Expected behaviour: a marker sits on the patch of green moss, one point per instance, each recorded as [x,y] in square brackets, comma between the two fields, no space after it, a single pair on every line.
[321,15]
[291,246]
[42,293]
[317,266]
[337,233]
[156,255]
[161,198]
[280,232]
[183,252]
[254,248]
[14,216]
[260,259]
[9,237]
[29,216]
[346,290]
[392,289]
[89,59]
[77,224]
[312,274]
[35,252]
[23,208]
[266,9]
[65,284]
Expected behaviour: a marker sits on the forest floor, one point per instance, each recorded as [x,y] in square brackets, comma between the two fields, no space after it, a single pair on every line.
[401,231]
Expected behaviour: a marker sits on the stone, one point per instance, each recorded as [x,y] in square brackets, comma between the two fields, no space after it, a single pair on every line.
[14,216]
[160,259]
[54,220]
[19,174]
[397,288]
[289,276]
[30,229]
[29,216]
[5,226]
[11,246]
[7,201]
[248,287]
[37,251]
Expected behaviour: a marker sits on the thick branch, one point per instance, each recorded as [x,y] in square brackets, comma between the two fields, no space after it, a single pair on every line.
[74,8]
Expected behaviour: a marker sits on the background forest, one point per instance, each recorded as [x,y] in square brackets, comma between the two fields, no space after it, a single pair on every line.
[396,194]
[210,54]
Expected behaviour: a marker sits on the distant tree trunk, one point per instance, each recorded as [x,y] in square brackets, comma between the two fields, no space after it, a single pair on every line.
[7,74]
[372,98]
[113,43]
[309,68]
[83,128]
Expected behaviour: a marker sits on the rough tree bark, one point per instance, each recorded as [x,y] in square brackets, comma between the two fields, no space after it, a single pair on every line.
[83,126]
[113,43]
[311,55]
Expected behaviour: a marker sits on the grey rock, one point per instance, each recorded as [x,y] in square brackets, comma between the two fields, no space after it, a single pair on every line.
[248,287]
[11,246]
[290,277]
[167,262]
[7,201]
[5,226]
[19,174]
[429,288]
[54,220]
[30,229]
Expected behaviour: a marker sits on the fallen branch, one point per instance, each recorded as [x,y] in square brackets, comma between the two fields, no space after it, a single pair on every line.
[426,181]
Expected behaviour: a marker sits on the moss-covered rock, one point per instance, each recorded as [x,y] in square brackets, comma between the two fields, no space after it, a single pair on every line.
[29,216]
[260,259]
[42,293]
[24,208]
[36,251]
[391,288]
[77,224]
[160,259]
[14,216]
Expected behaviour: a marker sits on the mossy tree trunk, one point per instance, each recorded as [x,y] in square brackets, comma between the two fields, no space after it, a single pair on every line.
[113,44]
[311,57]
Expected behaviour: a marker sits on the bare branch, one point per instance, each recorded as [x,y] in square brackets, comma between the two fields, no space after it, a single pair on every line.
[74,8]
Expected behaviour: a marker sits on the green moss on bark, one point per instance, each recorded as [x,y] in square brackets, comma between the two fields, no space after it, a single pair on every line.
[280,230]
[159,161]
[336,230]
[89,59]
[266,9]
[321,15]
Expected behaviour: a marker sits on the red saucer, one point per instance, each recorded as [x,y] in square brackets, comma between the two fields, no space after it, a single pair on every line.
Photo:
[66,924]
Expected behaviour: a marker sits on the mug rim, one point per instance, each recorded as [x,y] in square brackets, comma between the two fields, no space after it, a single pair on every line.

----

YOUR INSTRUCTIONS => Restate the listing in full, word for word.

TASK SOLUTION =>
Expected behaviour: a marker sits on the patch of green moss, one point per instance, each recorded as [x,y] in square brackets, comma between the two fields, no space after it, a single pair on every line.
[321,15]
[291,246]
[42,293]
[317,266]
[337,233]
[156,255]
[161,198]
[280,232]
[183,252]
[254,248]
[14,216]
[260,259]
[9,237]
[29,216]
[346,290]
[392,289]
[89,59]
[77,224]
[312,274]
[35,252]
[23,208]
[266,9]
[65,284]
Expected behaviour: a marker sits on the forest floor, one point per instance, each recorded as [x,y] in square brackets, comma between the two fields, no space after it, a single pair on every line.
[401,231]
Expected behaviour: a marker sits on the stone, one point per instance, each recorded as [x,y] in square brackets, comma between the two fields, no space after it, a single pair on every line.
[14,216]
[160,259]
[54,220]
[19,174]
[397,288]
[289,276]
[30,229]
[29,216]
[5,226]
[11,246]
[7,201]
[248,287]
[37,251]
Expected behaviour: a marker sits on the thick branch, one point per instance, each recorded as [x,y] in square brackets, comma between the two fields, no space after it, a single pair on every line.
[74,8]
Expected behaviour: a marker sits on the background forest, one point per instance, each recorded as [x,y] in square brackets, comma between the two fields, no space after it, a single pair on every line.
[396,194]
[210,54]
Expected behaviour: a marker sits on the distant tree trunk, one point per instance, each recorded as [x,y] in square brackets, comma between the two fields, no space after it, a single pair on every line.
[7,74]
[372,98]
[113,43]
[309,68]
[83,128]
Expected behaviour: a marker sits on the rough tree bark, one point per instance, each recorded as [x,y] in square brackets, comma between the two fields, no space after it, a single pair on every line.
[83,126]
[113,43]
[311,55]
Expected behaviour: a marker sits on the grey rock, one point per instance, each recorded as [x,y] in square brackets, comma between the two fields, no space after it, a single pair on every line.
[248,287]
[11,246]
[290,277]
[167,262]
[7,201]
[5,226]
[19,174]
[429,288]
[54,220]
[30,229]
Expected behaviour: a marker sits on the fallen branch, one point per instance, each recorded as [x,y] in square brackets, comma between the two fields, no space after it, a single pair on every line.
[426,181]
Expected behaviour: a marker sits on the moss-covered rock, one point per instance, each recorded as [x,y] in square brackets, comma between the two fields, no space after it, a single pair on every line.
[29,216]
[260,259]
[42,293]
[24,208]
[36,251]
[391,288]
[77,224]
[160,259]
[14,216]
Expected behaviour: a marker sits on the mossy tree trunk, one point per instance, each recorded as [x,y] in square brackets, comma between the two fields, no space after it, a single pair on every line.
[113,44]
[311,57]
Expected behaviour: a marker sits on the bare branch, one point per instance, each recorded as [x,y] in square brackets, comma between the two fields, no space after it, a single pair on every line.
[74,8]
Expected behaviour: a marker sits on the green moss on bark, one point per instance, each recorded as [x,y] in square brackets, comma between the two fields, no space after it, a single pair on every line.
[280,230]
[159,161]
[336,230]
[89,59]
[266,9]
[321,15]
Expected behaviour: a marker sits on the red saucer, one point per instance, each recorded as [x,y] in square brackets, comma between the two fields, no space after it, a single pair on every line.
Photo:
[66,924]
Expected behaviour: a marker sits on the mug rim, one point per instance, each recorded as [x,y] in square brackets, comma between the two fields, no space after it, a single pair on every line.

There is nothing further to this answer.